EXERCISE PROMPT: Write out every record below exactly, leaving the pictures out.

Collected data entries
- - -

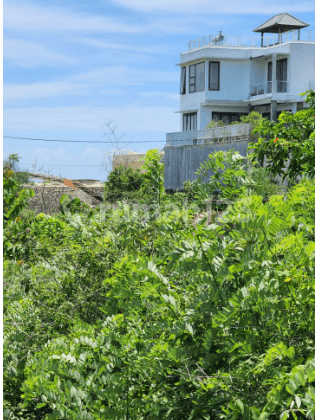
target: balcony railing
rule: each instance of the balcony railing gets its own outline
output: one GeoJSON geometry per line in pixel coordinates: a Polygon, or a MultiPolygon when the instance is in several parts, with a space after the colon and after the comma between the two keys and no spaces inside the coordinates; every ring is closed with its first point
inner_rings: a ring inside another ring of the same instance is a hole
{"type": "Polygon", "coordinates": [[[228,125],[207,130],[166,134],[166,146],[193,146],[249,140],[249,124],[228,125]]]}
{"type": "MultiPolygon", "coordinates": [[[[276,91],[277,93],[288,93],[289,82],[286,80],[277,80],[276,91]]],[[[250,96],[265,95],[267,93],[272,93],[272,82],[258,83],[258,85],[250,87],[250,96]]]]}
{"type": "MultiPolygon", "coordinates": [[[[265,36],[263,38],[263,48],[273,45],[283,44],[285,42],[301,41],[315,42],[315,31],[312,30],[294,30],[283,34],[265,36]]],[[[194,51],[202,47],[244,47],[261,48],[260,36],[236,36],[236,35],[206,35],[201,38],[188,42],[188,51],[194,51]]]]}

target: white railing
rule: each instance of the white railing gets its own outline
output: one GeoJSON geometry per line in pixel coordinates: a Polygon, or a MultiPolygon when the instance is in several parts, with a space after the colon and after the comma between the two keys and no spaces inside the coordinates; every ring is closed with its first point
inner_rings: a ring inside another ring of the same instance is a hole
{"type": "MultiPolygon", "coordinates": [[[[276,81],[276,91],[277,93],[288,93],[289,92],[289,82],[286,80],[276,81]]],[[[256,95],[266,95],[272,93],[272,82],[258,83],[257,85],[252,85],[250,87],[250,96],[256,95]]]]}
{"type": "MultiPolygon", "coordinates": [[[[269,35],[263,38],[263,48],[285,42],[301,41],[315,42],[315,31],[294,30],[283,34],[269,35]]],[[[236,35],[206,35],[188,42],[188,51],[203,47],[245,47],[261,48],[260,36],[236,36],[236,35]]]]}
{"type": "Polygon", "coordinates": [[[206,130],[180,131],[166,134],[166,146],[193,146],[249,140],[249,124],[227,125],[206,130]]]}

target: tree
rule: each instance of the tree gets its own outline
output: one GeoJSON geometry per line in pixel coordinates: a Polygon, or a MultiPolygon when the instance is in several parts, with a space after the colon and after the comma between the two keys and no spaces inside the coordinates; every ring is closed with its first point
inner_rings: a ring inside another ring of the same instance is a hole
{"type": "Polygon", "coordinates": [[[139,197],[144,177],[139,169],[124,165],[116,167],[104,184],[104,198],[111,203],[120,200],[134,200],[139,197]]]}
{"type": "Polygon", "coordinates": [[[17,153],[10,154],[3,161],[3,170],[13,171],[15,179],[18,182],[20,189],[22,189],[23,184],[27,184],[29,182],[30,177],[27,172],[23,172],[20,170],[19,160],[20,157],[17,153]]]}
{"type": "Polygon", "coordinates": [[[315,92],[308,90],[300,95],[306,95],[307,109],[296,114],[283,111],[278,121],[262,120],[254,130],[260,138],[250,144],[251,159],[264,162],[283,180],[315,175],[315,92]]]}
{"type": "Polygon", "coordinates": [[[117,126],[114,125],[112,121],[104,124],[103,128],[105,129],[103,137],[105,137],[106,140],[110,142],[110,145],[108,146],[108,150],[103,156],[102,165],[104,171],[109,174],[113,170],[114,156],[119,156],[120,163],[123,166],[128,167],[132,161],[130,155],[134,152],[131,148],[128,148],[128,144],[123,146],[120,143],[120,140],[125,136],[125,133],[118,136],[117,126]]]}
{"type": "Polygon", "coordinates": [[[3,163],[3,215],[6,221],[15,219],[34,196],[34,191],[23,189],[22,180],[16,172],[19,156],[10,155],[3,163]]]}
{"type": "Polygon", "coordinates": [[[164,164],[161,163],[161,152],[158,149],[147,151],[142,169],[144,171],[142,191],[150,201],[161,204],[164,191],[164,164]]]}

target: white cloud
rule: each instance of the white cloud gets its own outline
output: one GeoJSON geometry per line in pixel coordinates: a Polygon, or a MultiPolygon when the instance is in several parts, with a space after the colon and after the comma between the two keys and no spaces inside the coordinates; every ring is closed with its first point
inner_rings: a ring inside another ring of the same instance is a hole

- - -

SOLUTION FOR THIS PROBLEM:
target: balcony railing
rule: each instance of the balcony railing gets its own outline
output: one GeoJSON geometry per line in pixel coordinates: a Polygon, or a MultiPolygon when the instance is in several parts, with a space after the colon and after the comma between the two keys and no spaces inside the coordinates; every ring is closed with its first point
inner_rings: a ring inside another ring of the same instance is a hole
{"type": "Polygon", "coordinates": [[[228,125],[207,130],[166,134],[166,146],[193,146],[249,140],[249,124],[228,125]]]}
{"type": "MultiPolygon", "coordinates": [[[[276,91],[277,93],[288,93],[289,82],[286,80],[277,80],[276,91]]],[[[250,96],[265,95],[267,93],[272,93],[272,82],[258,83],[258,85],[250,87],[250,96]]]]}
{"type": "MultiPolygon", "coordinates": [[[[265,36],[263,38],[263,48],[273,45],[283,44],[285,42],[301,41],[315,42],[315,31],[312,30],[294,30],[283,34],[265,36]]],[[[194,51],[202,47],[244,47],[261,48],[260,36],[236,36],[236,35],[206,35],[201,38],[188,42],[188,51],[194,51]]]]}

target: white railing
rule: each instance of the white railing gets its own outline
output: one GeoJSON geometry per line in pixel coordinates: a Polygon, or a MultiPolygon when the instance is in several parts, with a space after the colon and after the comma between the two keys and no spaces inside the coordinates; every ring is closed with its first point
inner_rings: a ring inside another ring of the same instance is a hole
{"type": "MultiPolygon", "coordinates": [[[[276,81],[276,91],[277,93],[288,93],[289,92],[289,82],[286,80],[276,81]]],[[[256,95],[266,95],[272,93],[272,82],[258,83],[257,85],[252,85],[250,87],[250,96],[256,95]]]]}
{"type": "MultiPolygon", "coordinates": [[[[269,35],[263,38],[263,48],[285,42],[301,41],[315,42],[315,31],[294,30],[283,34],[269,35]]],[[[236,35],[206,35],[188,42],[188,51],[203,47],[245,47],[261,48],[260,36],[236,36],[236,35]]]]}
{"type": "Polygon", "coordinates": [[[206,130],[180,131],[166,134],[166,146],[193,146],[249,140],[249,124],[227,125],[206,130]]]}

target: tree
rule: each instance of the tree gets its own outline
output: one GeoJSON geometry per line in pixel coordinates: a Polygon, or a MultiPolygon when the instance is in several parts, with a space after the colon and after the comma between the two keys and no spaces inside the coordinates; every ring is closed with its first point
inner_rings: a ring inside another ring of the same instance is a hole
{"type": "Polygon", "coordinates": [[[139,197],[144,177],[139,169],[124,165],[116,167],[104,184],[104,198],[111,203],[120,200],[134,200],[139,197]]]}
{"type": "Polygon", "coordinates": [[[17,153],[10,154],[3,161],[3,170],[13,171],[15,179],[18,182],[20,189],[22,189],[23,184],[27,184],[29,182],[30,177],[27,172],[23,172],[20,170],[19,160],[20,157],[17,153]]]}
{"type": "Polygon", "coordinates": [[[315,92],[308,90],[300,95],[306,95],[307,109],[296,114],[283,111],[278,121],[262,120],[254,130],[260,138],[250,144],[251,159],[264,162],[283,180],[315,175],[315,92]]]}
{"type": "Polygon", "coordinates": [[[117,126],[114,125],[112,121],[104,124],[103,128],[105,129],[103,137],[105,137],[106,140],[110,142],[110,145],[108,146],[108,150],[103,156],[102,165],[104,171],[109,174],[113,170],[114,156],[119,156],[120,163],[123,166],[128,167],[132,161],[130,155],[134,152],[131,148],[128,148],[128,144],[123,146],[120,143],[120,140],[125,136],[125,133],[118,136],[117,126]]]}
{"type": "Polygon", "coordinates": [[[3,163],[3,215],[6,221],[15,219],[34,196],[34,191],[23,189],[22,180],[16,172],[19,156],[10,155],[3,163]]]}
{"type": "Polygon", "coordinates": [[[164,164],[161,163],[161,152],[158,149],[147,151],[142,169],[144,171],[142,191],[150,201],[161,204],[164,191],[164,164]]]}

target: white cloud
rule: each instance of the white cloud gets its own outline
output: one GeoJSON geometry per line in pixel coordinates: a Polygon, or a MultiPolygon when the instance is in several parts, with a space after the colon and after the comma between the two keys and no spaces inside the coordinates; every ring is closed with its first point
inner_rings: a ring inside another ring of the same instance is a hole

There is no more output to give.